A: When you transfer the shares of your company, the stamp duty will be charged at rate on the total value of your company or the par value of the shares, whichever is higher. The current rate for the stamp duty is set at 0.1% of the value on every sold note and every bought note. 

Q:
How can I know my company’s value?
A:
The total value of your company would be the net assets of the company at the share transfer date.

Q:
How will the Inland Revenue Department (“IRD”) identify the total value of my company?
A:
To enable the Stamp Office to assess the proper amount of stamp duty payable, the following documents and information should be submitted together with the transfer documents:
1.
The Articles of Association of the company of which shares are being transferred;
2.
A certified true copy of the Agreement for Sale and Purchase of the shares;
3.
A statement on whether your company has acquired any landed property and if so, with a completed schedule of the landed property;
4.
The latest audited accounts of the company;
5.

····················

▶ _BRIEF A_
In the stamp duty FAQ, what is the current stamp duty rate?

····················

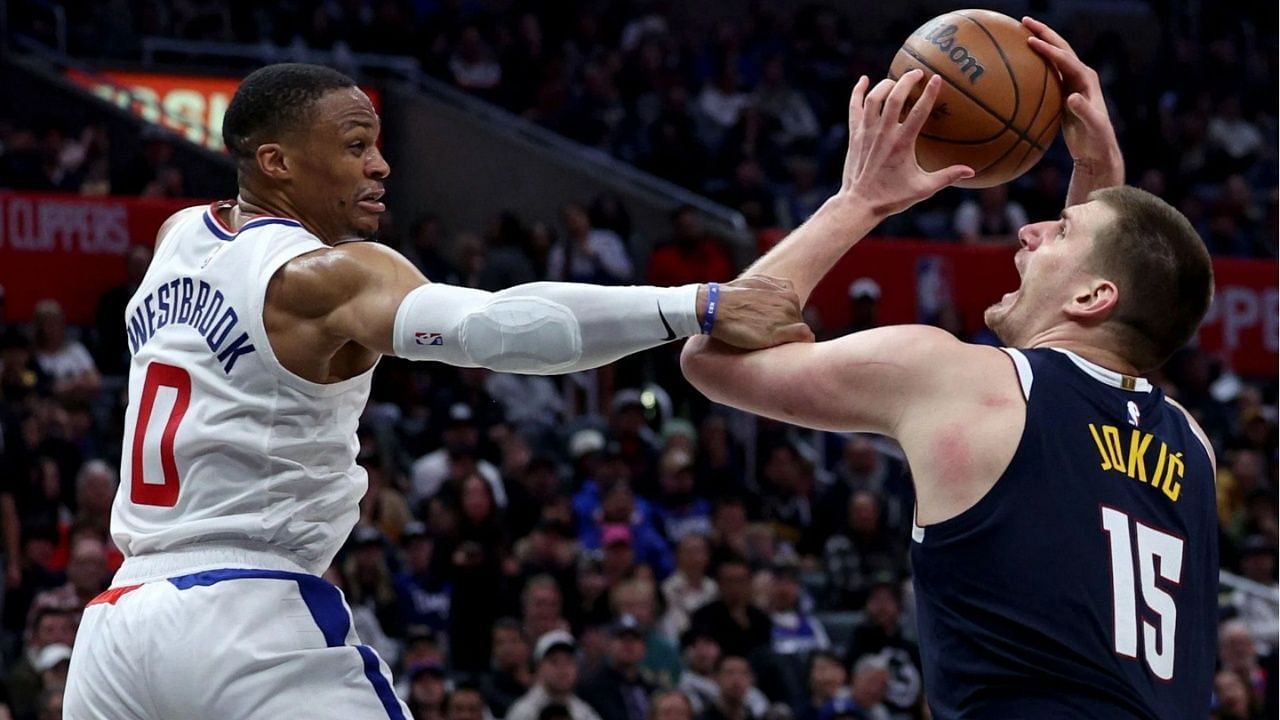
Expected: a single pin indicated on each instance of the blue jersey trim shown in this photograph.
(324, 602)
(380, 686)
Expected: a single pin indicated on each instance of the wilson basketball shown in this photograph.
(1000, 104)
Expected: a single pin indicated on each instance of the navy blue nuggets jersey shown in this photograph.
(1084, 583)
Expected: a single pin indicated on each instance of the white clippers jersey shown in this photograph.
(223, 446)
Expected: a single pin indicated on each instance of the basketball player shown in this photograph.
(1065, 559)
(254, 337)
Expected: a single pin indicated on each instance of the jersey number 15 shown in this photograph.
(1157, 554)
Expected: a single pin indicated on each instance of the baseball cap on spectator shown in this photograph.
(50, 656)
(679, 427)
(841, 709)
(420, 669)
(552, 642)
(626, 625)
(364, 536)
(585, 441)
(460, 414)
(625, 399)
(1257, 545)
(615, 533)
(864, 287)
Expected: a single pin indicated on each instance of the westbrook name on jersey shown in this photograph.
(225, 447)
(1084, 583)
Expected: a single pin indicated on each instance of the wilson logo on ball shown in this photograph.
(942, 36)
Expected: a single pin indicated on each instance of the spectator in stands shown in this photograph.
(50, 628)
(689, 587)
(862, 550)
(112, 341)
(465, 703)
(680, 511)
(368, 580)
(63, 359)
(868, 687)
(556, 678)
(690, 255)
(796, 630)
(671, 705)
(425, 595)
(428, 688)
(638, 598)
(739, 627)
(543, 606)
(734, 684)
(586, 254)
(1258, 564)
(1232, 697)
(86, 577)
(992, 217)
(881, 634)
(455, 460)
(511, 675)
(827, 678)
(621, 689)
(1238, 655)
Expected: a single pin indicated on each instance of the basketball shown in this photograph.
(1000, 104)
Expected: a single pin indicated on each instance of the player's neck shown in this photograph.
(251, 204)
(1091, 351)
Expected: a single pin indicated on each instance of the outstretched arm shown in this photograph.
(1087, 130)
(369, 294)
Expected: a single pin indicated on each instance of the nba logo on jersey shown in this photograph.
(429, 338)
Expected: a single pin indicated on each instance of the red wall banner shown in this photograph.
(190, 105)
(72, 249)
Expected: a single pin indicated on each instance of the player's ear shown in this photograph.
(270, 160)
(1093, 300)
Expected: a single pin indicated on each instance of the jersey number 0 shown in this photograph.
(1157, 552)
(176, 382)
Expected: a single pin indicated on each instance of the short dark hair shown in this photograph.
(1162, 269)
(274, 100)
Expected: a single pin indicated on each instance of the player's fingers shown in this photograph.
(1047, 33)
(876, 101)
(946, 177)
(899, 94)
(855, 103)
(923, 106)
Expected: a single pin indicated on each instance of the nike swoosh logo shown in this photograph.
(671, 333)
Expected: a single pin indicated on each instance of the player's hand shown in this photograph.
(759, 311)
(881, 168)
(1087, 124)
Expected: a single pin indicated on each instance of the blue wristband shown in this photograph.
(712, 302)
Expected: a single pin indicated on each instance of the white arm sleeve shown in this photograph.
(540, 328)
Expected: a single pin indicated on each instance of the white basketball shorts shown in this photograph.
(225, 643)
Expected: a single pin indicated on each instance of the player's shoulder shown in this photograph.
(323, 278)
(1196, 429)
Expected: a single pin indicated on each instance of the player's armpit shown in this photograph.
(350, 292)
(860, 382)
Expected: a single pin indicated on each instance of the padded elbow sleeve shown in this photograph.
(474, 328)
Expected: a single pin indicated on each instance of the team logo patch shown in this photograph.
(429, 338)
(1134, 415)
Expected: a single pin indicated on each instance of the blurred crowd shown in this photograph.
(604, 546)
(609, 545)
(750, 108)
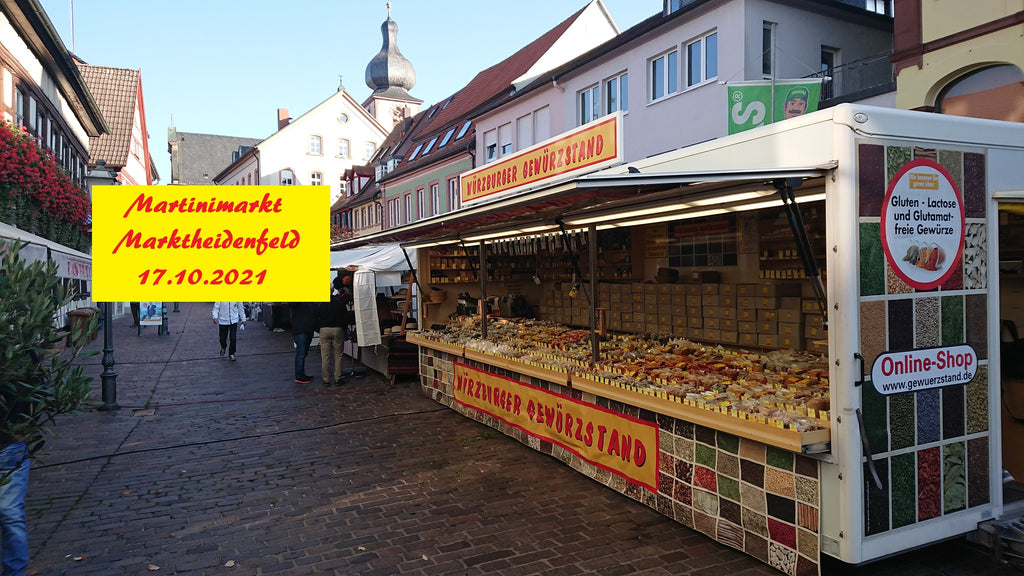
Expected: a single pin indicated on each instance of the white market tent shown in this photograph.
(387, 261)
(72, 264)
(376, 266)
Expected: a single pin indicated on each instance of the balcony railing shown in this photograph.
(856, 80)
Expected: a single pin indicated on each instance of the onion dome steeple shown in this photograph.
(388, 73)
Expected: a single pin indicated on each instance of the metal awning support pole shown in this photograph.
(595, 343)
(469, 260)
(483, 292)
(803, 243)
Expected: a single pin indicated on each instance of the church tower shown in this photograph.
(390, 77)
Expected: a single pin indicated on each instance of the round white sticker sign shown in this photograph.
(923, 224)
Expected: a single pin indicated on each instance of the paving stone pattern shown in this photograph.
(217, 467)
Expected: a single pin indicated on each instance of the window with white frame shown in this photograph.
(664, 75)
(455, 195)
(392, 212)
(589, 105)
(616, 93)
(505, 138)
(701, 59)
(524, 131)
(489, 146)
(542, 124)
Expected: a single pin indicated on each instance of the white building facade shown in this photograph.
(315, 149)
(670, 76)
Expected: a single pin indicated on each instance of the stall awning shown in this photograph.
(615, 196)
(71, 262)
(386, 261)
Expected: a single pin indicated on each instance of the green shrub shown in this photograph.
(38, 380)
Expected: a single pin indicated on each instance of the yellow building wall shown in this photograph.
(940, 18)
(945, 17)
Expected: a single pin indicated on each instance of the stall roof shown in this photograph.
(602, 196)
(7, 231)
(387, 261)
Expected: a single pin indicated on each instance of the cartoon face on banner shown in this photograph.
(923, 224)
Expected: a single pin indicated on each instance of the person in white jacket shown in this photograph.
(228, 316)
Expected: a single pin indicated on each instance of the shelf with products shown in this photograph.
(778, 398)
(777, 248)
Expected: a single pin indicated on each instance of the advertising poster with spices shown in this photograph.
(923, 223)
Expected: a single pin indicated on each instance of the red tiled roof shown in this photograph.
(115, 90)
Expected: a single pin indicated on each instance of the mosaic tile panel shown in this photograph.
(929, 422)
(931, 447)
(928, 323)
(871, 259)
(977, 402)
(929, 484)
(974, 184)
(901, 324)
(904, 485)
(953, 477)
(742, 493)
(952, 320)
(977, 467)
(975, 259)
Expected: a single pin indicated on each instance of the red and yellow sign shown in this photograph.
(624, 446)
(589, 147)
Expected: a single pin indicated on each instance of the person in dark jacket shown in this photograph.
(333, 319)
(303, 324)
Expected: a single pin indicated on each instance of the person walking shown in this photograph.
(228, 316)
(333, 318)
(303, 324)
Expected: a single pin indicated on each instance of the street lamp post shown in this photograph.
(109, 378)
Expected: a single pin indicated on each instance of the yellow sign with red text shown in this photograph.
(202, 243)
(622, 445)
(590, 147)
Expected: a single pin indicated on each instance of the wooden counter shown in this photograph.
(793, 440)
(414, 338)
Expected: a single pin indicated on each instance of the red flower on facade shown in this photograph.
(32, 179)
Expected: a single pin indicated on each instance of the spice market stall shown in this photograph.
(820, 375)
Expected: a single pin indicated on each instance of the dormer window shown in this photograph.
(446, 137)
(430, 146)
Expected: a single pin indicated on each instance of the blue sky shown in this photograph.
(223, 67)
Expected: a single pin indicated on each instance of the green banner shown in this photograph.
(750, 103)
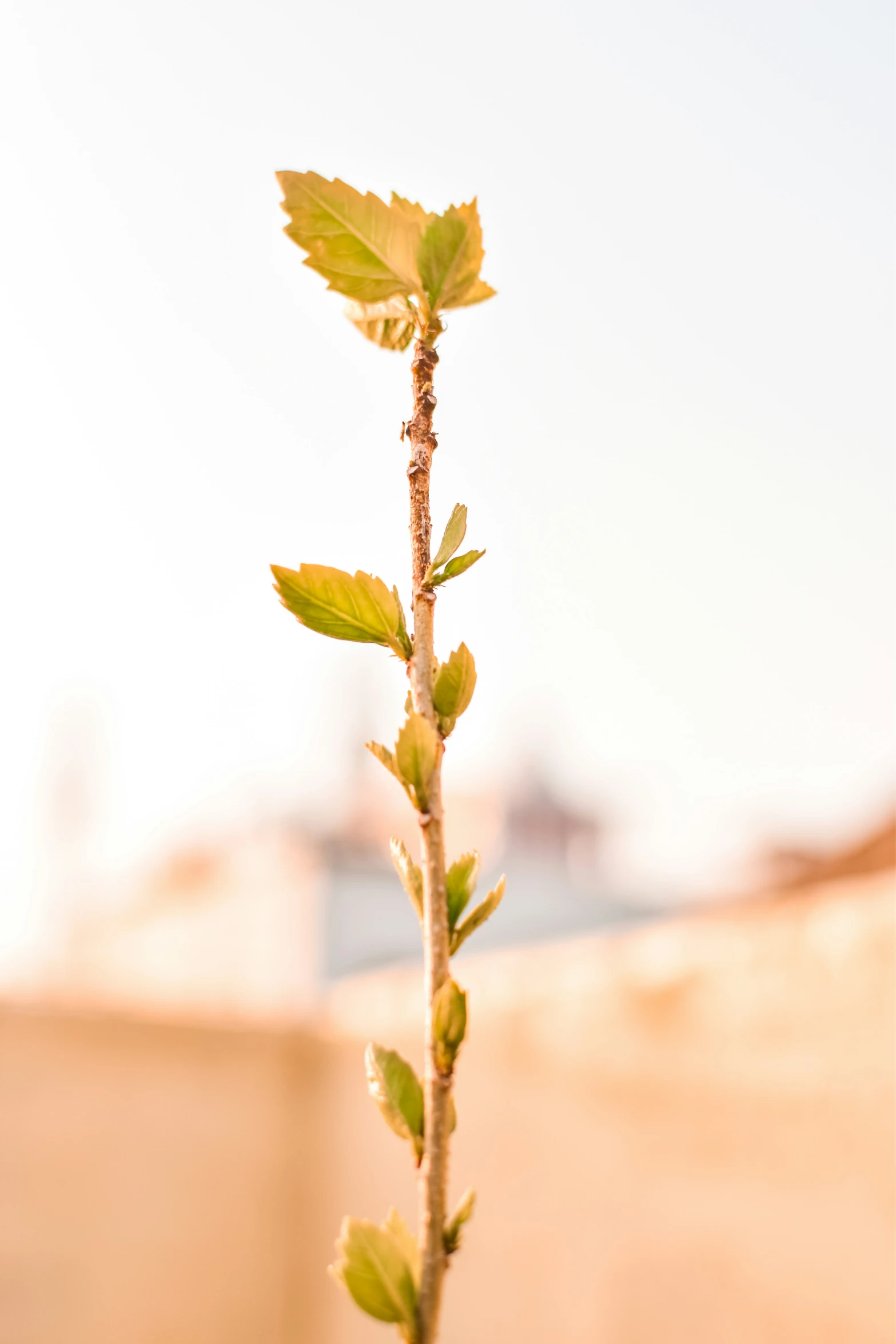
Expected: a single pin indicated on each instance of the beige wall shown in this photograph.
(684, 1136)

····················

▶ _BRIEF B_
Rewrite the rows from the line containing "Expected: a single pin indicated on each instance of the beige" through the end of the rows as a Markdown table with the columns No and Line, leaving out blank lines.

▶ _FULL RESPONSE A_
0.1% of the value on every sold note and every bought note.

▶ _FULL RESPONSE B_
| No | Line |
|---|---|
| 1 | Expected: a single pin indicated on each instance of the beige wall shown in this photograph. |
| 2 | (684, 1136) |